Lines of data
⟨
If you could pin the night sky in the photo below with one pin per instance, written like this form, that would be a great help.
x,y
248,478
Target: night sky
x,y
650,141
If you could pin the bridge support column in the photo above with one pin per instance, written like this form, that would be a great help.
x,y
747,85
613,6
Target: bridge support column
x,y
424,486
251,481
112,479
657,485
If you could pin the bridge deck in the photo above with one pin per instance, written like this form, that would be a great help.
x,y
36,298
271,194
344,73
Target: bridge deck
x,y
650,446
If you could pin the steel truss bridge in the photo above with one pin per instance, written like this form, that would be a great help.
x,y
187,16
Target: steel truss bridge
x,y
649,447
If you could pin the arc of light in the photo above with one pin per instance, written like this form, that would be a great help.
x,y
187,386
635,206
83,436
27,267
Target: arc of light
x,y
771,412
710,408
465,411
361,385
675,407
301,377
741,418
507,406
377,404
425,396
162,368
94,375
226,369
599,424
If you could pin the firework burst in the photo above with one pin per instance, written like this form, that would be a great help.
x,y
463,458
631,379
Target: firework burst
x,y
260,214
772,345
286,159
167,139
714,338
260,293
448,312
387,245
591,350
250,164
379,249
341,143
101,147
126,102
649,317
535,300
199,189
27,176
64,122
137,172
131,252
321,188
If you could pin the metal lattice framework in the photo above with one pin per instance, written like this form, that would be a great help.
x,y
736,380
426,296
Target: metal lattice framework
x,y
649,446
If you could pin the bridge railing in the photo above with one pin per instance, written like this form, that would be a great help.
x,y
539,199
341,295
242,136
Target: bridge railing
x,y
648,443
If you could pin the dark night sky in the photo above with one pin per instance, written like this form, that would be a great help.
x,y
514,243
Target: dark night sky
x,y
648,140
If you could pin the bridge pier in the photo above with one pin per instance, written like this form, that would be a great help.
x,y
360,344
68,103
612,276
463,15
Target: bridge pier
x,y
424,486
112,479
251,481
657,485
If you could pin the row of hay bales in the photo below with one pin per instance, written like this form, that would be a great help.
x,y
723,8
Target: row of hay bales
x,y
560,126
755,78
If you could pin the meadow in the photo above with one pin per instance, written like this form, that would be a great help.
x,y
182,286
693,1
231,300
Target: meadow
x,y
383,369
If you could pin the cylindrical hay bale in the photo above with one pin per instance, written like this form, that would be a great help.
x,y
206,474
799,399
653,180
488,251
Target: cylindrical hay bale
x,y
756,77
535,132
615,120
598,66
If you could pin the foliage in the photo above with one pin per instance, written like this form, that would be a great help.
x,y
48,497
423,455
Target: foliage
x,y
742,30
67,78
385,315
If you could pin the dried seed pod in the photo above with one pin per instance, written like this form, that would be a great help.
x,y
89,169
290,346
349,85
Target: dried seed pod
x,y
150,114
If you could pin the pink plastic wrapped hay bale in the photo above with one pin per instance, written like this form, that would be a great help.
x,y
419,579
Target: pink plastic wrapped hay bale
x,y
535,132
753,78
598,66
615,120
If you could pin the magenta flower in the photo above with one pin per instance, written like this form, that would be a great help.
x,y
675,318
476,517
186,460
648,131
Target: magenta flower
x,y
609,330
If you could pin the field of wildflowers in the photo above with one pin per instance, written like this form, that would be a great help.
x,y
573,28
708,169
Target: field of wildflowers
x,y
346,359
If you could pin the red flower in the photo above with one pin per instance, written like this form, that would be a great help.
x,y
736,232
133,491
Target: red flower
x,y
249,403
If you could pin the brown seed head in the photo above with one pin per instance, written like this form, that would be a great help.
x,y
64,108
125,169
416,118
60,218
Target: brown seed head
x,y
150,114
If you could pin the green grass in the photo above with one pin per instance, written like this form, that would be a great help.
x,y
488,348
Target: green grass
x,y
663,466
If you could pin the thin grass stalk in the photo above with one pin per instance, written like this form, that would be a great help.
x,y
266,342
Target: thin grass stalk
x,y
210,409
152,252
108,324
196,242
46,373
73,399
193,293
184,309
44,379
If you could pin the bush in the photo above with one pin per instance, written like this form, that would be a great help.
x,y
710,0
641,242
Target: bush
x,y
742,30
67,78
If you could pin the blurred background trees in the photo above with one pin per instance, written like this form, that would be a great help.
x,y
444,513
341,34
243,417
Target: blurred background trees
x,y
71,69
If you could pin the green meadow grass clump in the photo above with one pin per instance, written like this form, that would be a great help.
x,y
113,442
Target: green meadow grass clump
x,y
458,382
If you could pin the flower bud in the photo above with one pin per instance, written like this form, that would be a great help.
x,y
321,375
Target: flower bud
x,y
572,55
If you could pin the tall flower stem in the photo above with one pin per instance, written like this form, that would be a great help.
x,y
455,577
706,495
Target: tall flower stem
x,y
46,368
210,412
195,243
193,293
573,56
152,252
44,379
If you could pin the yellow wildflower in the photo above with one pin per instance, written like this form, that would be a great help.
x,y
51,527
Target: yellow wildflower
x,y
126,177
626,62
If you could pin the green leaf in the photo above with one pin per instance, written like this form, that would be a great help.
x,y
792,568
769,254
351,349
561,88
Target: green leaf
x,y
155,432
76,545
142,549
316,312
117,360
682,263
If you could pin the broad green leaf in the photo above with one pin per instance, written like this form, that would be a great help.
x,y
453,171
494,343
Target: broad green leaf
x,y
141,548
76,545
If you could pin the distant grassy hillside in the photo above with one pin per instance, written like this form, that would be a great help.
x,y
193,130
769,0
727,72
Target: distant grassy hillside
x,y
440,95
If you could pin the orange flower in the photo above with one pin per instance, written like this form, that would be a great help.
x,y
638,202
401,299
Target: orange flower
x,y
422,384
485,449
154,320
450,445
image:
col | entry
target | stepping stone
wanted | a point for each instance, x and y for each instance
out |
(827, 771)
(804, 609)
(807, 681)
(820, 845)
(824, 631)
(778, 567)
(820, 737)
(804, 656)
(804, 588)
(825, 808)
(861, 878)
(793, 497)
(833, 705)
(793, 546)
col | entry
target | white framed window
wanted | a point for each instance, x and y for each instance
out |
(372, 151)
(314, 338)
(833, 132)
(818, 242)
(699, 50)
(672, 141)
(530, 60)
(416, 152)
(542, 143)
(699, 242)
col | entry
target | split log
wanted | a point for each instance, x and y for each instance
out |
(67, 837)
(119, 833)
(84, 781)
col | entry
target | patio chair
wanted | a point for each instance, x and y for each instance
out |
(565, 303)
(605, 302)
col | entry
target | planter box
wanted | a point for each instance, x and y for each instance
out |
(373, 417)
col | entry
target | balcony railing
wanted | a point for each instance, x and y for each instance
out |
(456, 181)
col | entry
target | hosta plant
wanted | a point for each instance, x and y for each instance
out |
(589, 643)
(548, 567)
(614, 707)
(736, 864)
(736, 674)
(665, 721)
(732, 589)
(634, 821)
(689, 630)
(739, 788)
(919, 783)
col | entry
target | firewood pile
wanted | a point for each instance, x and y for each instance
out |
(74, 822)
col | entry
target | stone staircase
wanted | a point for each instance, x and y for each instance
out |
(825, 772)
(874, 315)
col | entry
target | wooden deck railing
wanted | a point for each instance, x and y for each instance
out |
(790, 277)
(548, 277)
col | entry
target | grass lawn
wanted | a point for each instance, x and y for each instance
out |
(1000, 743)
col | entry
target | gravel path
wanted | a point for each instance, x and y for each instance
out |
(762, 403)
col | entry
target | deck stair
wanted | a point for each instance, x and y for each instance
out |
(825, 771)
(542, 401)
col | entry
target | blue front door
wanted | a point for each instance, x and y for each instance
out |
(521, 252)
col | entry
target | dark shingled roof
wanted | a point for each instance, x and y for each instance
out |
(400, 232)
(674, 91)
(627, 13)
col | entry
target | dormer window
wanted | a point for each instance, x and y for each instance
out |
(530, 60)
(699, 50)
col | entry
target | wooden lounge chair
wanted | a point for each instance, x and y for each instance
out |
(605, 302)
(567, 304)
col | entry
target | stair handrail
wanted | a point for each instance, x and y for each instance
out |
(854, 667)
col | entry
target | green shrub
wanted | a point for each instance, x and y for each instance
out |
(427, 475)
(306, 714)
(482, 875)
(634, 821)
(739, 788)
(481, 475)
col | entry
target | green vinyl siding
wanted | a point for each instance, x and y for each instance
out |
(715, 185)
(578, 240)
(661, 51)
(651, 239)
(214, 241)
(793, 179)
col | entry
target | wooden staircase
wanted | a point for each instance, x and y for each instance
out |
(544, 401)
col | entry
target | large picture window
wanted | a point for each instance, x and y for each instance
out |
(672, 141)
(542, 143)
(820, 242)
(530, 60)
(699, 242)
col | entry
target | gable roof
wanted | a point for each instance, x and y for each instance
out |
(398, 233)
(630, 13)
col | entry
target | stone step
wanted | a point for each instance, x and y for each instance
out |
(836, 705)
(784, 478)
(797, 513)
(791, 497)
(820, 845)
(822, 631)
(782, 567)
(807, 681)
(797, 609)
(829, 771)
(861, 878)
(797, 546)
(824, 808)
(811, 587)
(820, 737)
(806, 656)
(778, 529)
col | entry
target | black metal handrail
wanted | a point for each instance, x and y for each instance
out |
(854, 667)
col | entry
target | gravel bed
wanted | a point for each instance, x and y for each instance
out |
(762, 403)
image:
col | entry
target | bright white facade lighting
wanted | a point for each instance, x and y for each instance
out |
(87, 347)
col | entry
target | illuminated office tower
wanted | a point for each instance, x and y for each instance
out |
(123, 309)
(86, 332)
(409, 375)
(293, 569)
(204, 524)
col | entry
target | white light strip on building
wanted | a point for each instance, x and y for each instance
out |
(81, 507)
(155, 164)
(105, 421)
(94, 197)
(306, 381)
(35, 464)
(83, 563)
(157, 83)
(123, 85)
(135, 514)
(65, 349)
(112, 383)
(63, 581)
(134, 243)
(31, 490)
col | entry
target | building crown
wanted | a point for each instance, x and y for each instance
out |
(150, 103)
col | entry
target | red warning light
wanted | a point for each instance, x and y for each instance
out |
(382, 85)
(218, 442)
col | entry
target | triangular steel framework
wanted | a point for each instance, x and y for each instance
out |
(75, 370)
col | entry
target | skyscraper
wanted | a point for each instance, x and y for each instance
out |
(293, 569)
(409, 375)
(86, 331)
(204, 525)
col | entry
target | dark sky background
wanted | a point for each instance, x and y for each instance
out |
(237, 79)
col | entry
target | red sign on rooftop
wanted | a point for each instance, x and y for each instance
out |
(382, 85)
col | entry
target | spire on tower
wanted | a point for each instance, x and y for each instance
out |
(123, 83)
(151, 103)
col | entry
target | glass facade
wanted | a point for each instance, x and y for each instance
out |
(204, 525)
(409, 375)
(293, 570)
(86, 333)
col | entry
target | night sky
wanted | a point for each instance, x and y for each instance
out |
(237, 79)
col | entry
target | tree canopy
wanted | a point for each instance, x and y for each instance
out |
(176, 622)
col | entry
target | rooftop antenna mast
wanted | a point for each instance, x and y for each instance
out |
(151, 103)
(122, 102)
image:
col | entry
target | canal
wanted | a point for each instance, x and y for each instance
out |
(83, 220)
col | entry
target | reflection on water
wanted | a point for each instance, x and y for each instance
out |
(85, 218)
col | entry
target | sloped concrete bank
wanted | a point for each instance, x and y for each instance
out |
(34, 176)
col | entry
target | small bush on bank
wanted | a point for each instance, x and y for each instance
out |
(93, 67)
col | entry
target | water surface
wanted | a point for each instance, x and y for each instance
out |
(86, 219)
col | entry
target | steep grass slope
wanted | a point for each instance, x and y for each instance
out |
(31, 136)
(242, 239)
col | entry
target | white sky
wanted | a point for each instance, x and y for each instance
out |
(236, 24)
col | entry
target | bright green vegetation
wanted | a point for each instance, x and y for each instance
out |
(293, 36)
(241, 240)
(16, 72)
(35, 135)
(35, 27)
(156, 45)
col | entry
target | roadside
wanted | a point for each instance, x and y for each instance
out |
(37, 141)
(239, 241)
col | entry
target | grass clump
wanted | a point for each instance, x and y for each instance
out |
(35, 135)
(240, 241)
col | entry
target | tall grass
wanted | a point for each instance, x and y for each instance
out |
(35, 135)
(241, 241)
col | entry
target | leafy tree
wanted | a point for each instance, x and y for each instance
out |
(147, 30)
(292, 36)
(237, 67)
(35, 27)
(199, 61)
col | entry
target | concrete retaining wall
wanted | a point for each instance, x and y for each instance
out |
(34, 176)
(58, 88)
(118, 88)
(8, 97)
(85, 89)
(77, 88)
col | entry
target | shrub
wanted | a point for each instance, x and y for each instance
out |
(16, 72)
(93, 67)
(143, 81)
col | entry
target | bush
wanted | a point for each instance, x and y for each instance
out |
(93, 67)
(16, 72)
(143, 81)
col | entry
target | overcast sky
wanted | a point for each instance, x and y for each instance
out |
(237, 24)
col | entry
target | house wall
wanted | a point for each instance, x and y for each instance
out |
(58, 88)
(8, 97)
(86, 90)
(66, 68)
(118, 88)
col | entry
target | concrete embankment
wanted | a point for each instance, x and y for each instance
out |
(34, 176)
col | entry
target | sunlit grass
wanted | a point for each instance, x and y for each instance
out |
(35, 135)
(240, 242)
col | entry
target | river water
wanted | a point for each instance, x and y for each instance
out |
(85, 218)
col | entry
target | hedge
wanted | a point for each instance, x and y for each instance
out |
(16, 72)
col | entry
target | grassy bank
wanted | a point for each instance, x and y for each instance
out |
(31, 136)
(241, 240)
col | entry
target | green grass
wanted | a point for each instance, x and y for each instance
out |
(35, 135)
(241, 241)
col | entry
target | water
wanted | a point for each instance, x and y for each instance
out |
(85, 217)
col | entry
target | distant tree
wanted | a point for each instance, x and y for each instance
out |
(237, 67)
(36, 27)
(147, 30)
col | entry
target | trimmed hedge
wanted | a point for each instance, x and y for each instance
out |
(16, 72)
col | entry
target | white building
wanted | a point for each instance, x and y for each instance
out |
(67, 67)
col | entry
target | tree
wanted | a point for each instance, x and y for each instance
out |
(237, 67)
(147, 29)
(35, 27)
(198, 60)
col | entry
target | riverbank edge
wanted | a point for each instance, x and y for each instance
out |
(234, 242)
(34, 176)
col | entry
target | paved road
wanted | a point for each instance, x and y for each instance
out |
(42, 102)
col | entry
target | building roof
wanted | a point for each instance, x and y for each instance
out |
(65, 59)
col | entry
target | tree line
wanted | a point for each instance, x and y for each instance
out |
⟩
--- Prompt ---
Pull out each line of the records above that contains the string "hillside", treating uppercase and lowercase letters as different.

--- Solution to this problem ---
If you could pin the distant grassy hillside in the photo above with one pin per instance, written like this form, that would be a great help.
Target: distant grassy hillside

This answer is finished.